**STATED PROBLEM**
How many lines of the listing below contain the word "cabinet" with the same capitalization? Reply with the number only.
***** EXTRACTED DATA *****
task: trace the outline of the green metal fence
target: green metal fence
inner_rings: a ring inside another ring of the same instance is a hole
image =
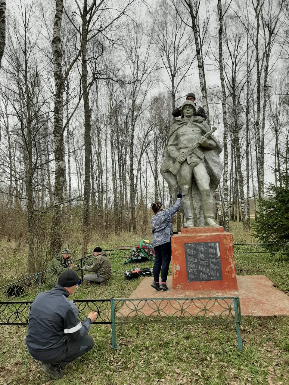
[[[32,301],[0,302],[0,325],[27,325]],[[96,311],[94,324],[111,325],[113,348],[116,326],[129,323],[226,323],[235,325],[238,348],[242,350],[242,316],[237,297],[76,300],[79,318]]]

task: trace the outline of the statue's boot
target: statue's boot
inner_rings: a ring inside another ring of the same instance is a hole
[[[204,213],[205,224],[206,226],[212,227],[220,227],[214,221],[214,209],[213,201],[203,202],[202,204],[203,211]]]
[[[181,203],[188,227],[195,227],[195,213],[193,202],[182,202]]]

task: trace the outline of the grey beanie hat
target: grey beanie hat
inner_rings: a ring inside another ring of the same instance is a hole
[[[70,288],[78,283],[79,278],[76,271],[73,270],[67,270],[59,276],[57,282],[58,285],[65,288]]]

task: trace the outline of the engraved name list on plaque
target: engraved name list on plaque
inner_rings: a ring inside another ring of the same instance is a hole
[[[222,280],[219,243],[185,244],[188,281]]]

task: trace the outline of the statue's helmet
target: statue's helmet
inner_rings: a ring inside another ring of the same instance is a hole
[[[182,115],[183,115],[183,108],[185,105],[191,105],[193,107],[193,114],[195,114],[197,113],[197,107],[196,107],[196,105],[193,102],[192,102],[190,100],[186,100],[185,102],[184,102],[182,105],[181,107],[181,114]]]

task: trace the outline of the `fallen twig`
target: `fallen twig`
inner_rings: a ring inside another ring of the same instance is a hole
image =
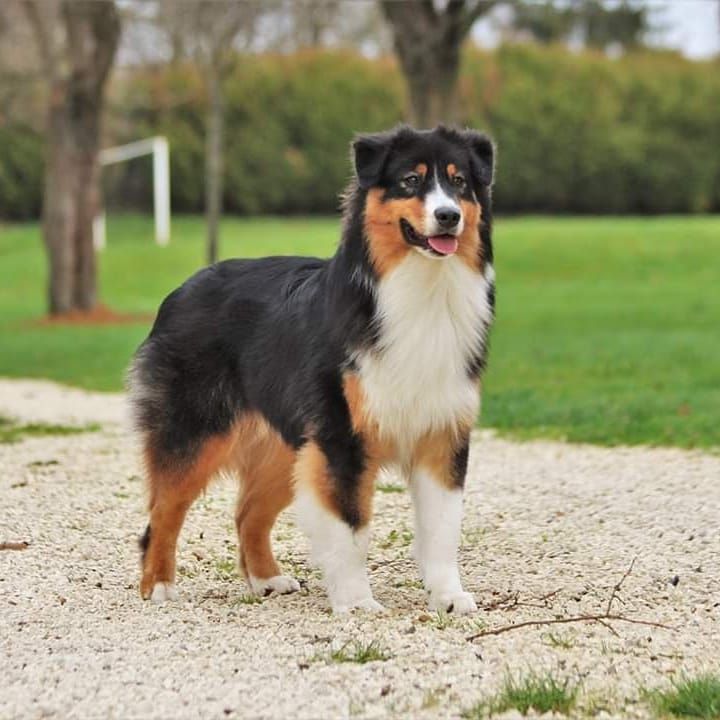
[[[653,620],[642,620],[639,618],[629,618],[625,615],[618,615],[616,613],[612,612],[612,606],[613,602],[615,600],[618,600],[618,593],[620,592],[620,589],[622,588],[622,584],[627,580],[628,576],[633,570],[633,567],[635,566],[635,559],[633,558],[632,562],[630,563],[630,567],[625,571],[625,574],[620,578],[620,581],[617,582],[615,585],[613,585],[612,592],[610,594],[610,598],[608,600],[607,607],[605,609],[604,613],[601,614],[592,614],[592,615],[572,615],[570,617],[564,617],[564,618],[546,618],[543,620],[526,620],[525,622],[520,623],[513,623],[511,625],[503,625],[499,628],[495,629],[488,629],[488,630],[481,630],[480,632],[474,633],[473,635],[469,635],[465,639],[468,642],[472,642],[473,640],[476,640],[480,637],[487,637],[488,635],[502,635],[503,633],[510,632],[511,630],[518,630],[520,628],[524,627],[539,627],[542,625],[561,625],[561,624],[567,624],[567,623],[575,623],[575,622],[596,622],[602,625],[603,627],[607,628],[612,632],[614,635],[617,635],[617,631],[610,625],[610,621],[613,622],[626,622],[626,623],[632,623],[633,625],[647,625],[649,627],[657,627],[657,628],[663,628],[664,630],[677,630],[677,628],[674,628],[670,625],[665,625],[664,623],[655,622]],[[555,590],[552,593],[548,593],[548,595],[543,596],[543,598],[540,598],[541,600],[547,600],[554,595],[556,595],[559,592],[559,590]],[[504,601],[507,601],[510,598],[504,598]],[[502,601],[499,601],[496,604],[500,604]],[[510,607],[516,607],[521,603],[517,602],[517,598],[515,598],[515,602]],[[528,605],[529,603],[522,603],[525,605]],[[496,609],[492,608],[492,609]],[[508,608],[509,609],[509,608]]]
[[[25,540],[21,542],[0,542],[0,550],[27,550],[30,543]]]

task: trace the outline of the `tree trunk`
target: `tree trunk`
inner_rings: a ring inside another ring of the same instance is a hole
[[[460,48],[410,47],[398,53],[407,78],[410,122],[418,128],[458,121]]]
[[[56,88],[56,94],[62,95],[62,89]],[[85,100],[71,89],[49,112],[43,234],[53,315],[88,311],[97,304],[92,225],[100,204],[100,118],[99,106]]]
[[[205,138],[205,221],[207,223],[207,261],[217,262],[223,193],[224,98],[219,64],[208,63],[209,109]]]
[[[496,0],[381,0],[393,30],[395,52],[408,89],[413,125],[430,128],[459,118],[460,53],[473,22]]]
[[[109,0],[63,0],[59,16],[51,8],[28,3],[49,81],[43,236],[48,309],[58,315],[97,304],[92,228],[100,205],[100,119],[120,19]],[[62,47],[54,47],[58,30]]]

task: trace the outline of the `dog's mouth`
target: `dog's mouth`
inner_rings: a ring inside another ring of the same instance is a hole
[[[406,242],[433,255],[444,257],[457,252],[458,239],[455,235],[422,235],[405,218],[400,220],[400,229]]]

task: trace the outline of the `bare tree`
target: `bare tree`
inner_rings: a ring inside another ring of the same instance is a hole
[[[216,262],[219,250],[223,196],[223,136],[225,94],[223,87],[233,69],[237,50],[249,49],[257,22],[271,6],[268,2],[232,0],[164,0],[159,22],[178,49],[202,67],[208,93],[205,132],[205,219],[207,261]]]
[[[100,122],[120,38],[112,0],[25,0],[48,85],[43,235],[50,313],[92,310]]]
[[[497,0],[380,0],[410,99],[410,121],[430,127],[457,120],[460,51],[475,21]]]

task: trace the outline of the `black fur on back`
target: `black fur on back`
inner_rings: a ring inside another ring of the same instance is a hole
[[[406,140],[414,132],[395,131]],[[434,141],[432,134],[415,135]],[[478,193],[482,252],[489,260],[489,189],[482,185]],[[328,457],[341,512],[357,525],[353,489],[364,452],[342,376],[352,368],[354,351],[377,341],[366,196],[353,181],[332,258],[226,260],[200,270],[163,301],[129,374],[136,425],[159,467],[182,469],[205,440],[228,432],[242,413],[257,411],[293,448],[312,429]],[[473,372],[483,364],[484,352]],[[458,470],[463,466],[460,453]]]

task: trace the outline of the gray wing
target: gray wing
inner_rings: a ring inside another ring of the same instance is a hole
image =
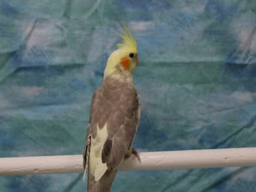
[[[102,151],[102,163],[110,172],[122,162],[131,148],[140,123],[140,100],[135,88],[121,89],[119,99],[113,104],[107,122],[108,137]]]
[[[88,160],[88,157],[89,157],[89,153],[90,153],[90,138],[92,137],[92,131],[93,133],[95,132],[93,129],[93,126],[95,125],[95,123],[93,122],[92,123],[91,120],[93,118],[92,117],[93,116],[93,113],[95,113],[96,109],[97,108],[97,103],[98,100],[98,95],[99,90],[96,90],[93,98],[92,99],[92,102],[90,105],[90,115],[89,119],[89,124],[87,126],[87,133],[86,134],[86,139],[85,140],[85,143],[84,143],[84,151],[83,152],[83,166],[84,169],[85,169],[86,166],[86,164],[87,163],[87,160]]]

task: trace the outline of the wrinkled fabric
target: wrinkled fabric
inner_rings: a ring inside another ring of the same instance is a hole
[[[138,151],[256,146],[256,1],[0,2],[0,157],[81,154],[123,20],[137,40]],[[256,167],[120,172],[113,192],[255,192]],[[3,192],[85,191],[79,174]]]

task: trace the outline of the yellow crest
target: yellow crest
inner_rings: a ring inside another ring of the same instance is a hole
[[[116,46],[119,49],[124,47],[127,47],[132,49],[135,53],[137,53],[137,51],[136,41],[132,36],[131,30],[125,26],[125,25],[123,22],[122,22],[122,24],[123,29],[118,24],[119,26],[123,30],[122,35],[120,35],[118,32],[114,31],[114,32],[118,35],[123,39],[122,44],[116,44]]]

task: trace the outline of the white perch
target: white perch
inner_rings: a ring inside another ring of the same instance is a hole
[[[256,147],[140,153],[120,171],[166,170],[256,166]],[[81,155],[0,158],[0,175],[81,173]]]

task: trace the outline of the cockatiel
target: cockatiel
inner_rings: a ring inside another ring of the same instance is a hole
[[[140,156],[131,145],[140,123],[140,102],[132,73],[139,65],[136,42],[123,24],[123,40],[109,56],[103,81],[93,97],[83,158],[87,192],[110,192],[125,157]]]

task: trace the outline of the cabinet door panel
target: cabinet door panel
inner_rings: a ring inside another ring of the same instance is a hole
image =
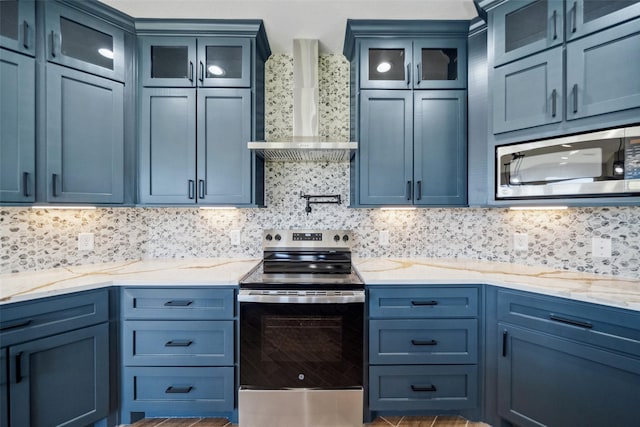
[[[35,61],[0,49],[0,202],[35,200]]]
[[[360,203],[412,204],[411,92],[361,92],[360,144]]]
[[[49,202],[122,203],[121,83],[47,67],[47,183]]]
[[[143,89],[140,201],[196,202],[196,92]]]
[[[567,120],[640,107],[640,19],[567,44]]]
[[[198,89],[198,199],[251,202],[251,91]]]
[[[0,2],[0,47],[35,56],[35,4],[25,0]]]
[[[108,414],[109,327],[11,347],[11,425],[86,426]]]
[[[414,201],[467,203],[466,91],[415,92]]]
[[[498,412],[529,426],[634,425],[640,361],[499,324]]]
[[[493,133],[562,121],[562,48],[494,70]]]

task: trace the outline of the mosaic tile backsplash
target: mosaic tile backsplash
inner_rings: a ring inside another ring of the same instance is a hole
[[[267,62],[267,136],[292,129],[291,57]],[[320,57],[320,128],[347,140],[349,64],[340,55]],[[552,268],[640,278],[640,207],[509,211],[456,208],[386,211],[351,209],[345,163],[268,163],[267,208],[98,208],[33,210],[0,207],[0,272],[139,258],[260,257],[266,228],[353,230],[360,257],[465,258],[546,265]],[[301,193],[340,194],[342,205],[304,211]],[[240,230],[231,245],[230,230]],[[378,234],[388,231],[390,244]],[[95,249],[78,252],[78,233],[95,234]],[[527,251],[514,251],[512,234],[528,233]],[[592,237],[612,239],[611,258],[592,258]]]

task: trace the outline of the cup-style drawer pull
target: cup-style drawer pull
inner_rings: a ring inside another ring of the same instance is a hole
[[[411,301],[411,305],[438,305],[438,301]]]
[[[167,341],[164,346],[165,347],[189,347],[193,344],[191,340],[171,340]]]
[[[438,345],[438,341],[436,341],[436,340],[428,340],[428,341],[411,340],[411,344],[413,344],[413,345]]]
[[[172,300],[164,303],[165,307],[188,307],[193,304],[190,300]]]
[[[411,385],[411,390],[413,391],[437,391],[436,390],[436,386],[434,386],[433,384],[428,385],[428,386],[417,386],[417,385]]]
[[[579,328],[593,329],[593,325],[591,323],[584,322],[582,320],[567,319],[566,317],[556,316],[555,314],[550,314],[549,319],[553,320],[554,322],[566,323],[567,325],[571,326],[578,326]]]
[[[191,390],[193,390],[193,386],[174,387],[174,386],[170,385],[169,387],[167,387],[167,389],[164,392],[165,393],[175,393],[175,394],[186,394],[186,393],[189,393]]]

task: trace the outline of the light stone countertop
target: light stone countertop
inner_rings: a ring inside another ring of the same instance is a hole
[[[104,286],[236,286],[258,258],[157,259],[0,275],[0,304]],[[370,286],[487,284],[640,311],[640,280],[442,258],[354,258]]]
[[[369,286],[486,284],[640,311],[640,280],[633,278],[463,259],[354,258],[353,263]]]

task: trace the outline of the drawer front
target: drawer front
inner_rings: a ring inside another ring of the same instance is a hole
[[[369,367],[372,410],[466,409],[477,400],[475,365]]]
[[[126,319],[231,319],[232,288],[126,288],[122,290]]]
[[[640,314],[629,310],[501,290],[498,319],[640,356]]]
[[[369,288],[369,315],[378,318],[476,317],[478,288]]]
[[[462,364],[478,360],[476,319],[371,320],[374,364]]]
[[[0,342],[8,346],[108,321],[109,291],[102,289],[1,307]]]
[[[233,410],[233,368],[124,368],[128,411],[172,415]]]
[[[126,365],[233,365],[233,320],[126,321]]]

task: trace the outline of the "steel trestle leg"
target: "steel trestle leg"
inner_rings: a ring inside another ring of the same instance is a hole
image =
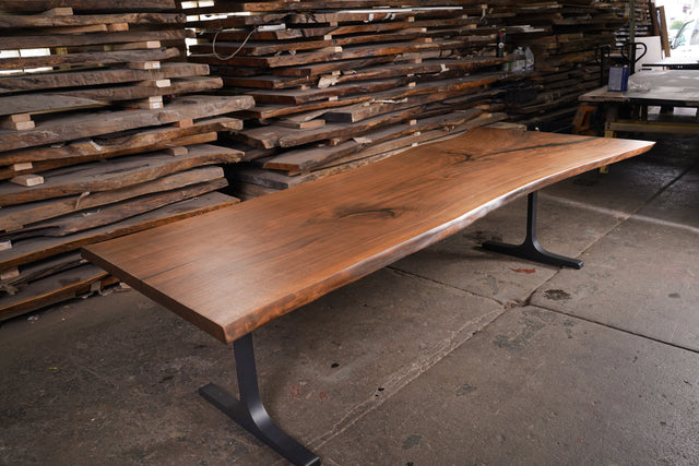
[[[526,238],[524,242],[521,244],[507,244],[503,242],[486,241],[483,243],[483,249],[543,264],[555,265],[557,267],[582,268],[581,260],[554,254],[553,252],[546,251],[538,243],[538,239],[536,239],[536,191],[528,198]]]
[[[233,349],[240,399],[213,383],[199,389],[199,394],[293,464],[320,465],[318,456],[288,437],[266,413],[260,398],[252,335],[236,339]]]

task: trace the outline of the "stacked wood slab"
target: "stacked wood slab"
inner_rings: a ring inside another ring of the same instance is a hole
[[[379,7],[380,5],[380,7]],[[190,61],[254,97],[230,145],[241,196],[285,189],[498,121],[505,59],[484,8],[451,0],[215,0],[185,12]]]
[[[614,32],[624,19],[606,3],[550,1],[513,3],[495,9],[506,24],[510,50],[530,47],[535,72],[513,75],[507,111],[522,122],[570,123],[578,97],[599,87],[600,46],[614,48]]]
[[[0,3],[0,320],[111,282],[80,247],[230,204],[251,97],[181,60],[173,0]],[[39,50],[40,53],[36,53]]]

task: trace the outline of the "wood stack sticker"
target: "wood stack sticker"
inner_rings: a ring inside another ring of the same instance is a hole
[[[212,145],[249,96],[211,96],[173,0],[0,4],[0,320],[112,282],[80,247],[237,200]],[[178,61],[179,60],[179,61]]]
[[[490,104],[505,59],[481,4],[215,0],[185,12],[199,38],[190,61],[256,100],[228,141],[249,162],[235,171],[244,198],[506,118]]]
*****
**WRITTEN RESPONSE**
2